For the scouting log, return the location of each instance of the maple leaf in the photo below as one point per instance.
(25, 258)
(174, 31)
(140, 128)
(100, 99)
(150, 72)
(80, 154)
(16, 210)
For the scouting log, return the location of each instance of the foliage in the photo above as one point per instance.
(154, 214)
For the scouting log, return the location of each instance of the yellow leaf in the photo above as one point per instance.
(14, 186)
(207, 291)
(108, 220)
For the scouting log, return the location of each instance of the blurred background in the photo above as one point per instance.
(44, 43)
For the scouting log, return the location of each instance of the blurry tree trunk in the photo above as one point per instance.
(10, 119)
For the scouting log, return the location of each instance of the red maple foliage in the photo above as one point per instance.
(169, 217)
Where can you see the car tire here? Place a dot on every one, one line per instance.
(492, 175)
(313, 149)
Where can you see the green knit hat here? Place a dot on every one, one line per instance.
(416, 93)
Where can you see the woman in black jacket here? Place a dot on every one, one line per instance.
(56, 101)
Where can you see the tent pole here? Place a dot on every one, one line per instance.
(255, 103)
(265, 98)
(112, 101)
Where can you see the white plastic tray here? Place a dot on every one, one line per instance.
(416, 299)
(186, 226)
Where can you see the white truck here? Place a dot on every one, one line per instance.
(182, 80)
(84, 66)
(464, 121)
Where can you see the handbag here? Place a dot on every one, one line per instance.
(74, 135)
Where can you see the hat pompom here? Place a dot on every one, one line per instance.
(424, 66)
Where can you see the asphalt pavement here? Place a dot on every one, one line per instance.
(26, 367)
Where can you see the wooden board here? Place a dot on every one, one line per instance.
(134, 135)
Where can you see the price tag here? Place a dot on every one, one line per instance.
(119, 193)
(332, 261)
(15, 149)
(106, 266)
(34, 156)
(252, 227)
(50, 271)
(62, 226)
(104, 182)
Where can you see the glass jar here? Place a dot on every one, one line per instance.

» **Exercise prompt**
Copy all of the lines above word for word, without any changes.

» **Task result**
For the scouting log, return the location of each instance of the maple leaf in the photo below as one point per instance.
(25, 258)
(174, 31)
(140, 128)
(100, 99)
(150, 72)
(80, 154)
(16, 210)
For the scouting log, return the location of each instance of the foliage in the photo above as one point per instance.
(154, 214)
For the scouting log, return the location of each instance of the yellow leaf in the photo above as one point per instance.
(14, 186)
(207, 291)
(108, 220)
For the scouting log, return the location of each instance of the blurred background in the photo above as one point per instance.
(44, 43)
For the scouting log, return the location of each instance of the blurry tree trunk in the photo above as one point per instance.
(10, 119)
For the scouting log, return the location of each instance of the red maple foliage in the photo above as one point per instance.
(169, 217)
Where can you see the car tire here? Place a dot on every one, one line per instance.
(492, 175)
(313, 149)
Where can you see the green knit hat here? Place a dot on every one, one line per instance.
(416, 93)
Where can you see the woman in black jacket here? Place a dot on every one, one line per instance.
(56, 101)
Where can you see the tent pole here? Place a dot on every one, one line per instance.
(255, 103)
(265, 98)
(112, 101)
Where can you see the white plastic tray here? Place a dot on every one, one line per instance.
(416, 299)
(186, 226)
Where can you see the white truck here? Place a dot on every one, one line per instance.
(182, 80)
(84, 66)
(464, 121)
Where can you see the handbag here? Place a dot on every one, one line per instance.
(74, 135)
Where can you see the hat pompom here? Place a dot on every one, one line per instance.
(424, 66)
Where can you see the asphalt pavement here? Place a dot on every one, one line per instance.
(26, 367)
Where can you see the wooden board here? Place a dot on every one, one line per instance.
(134, 135)
Where can you see the price tag here? Place a dot on every one, one line per instance.
(119, 193)
(332, 261)
(15, 149)
(106, 266)
(34, 156)
(252, 227)
(50, 271)
(62, 226)
(104, 182)
Where can you see the glass jar here? Place a dot on every one, one line per instance.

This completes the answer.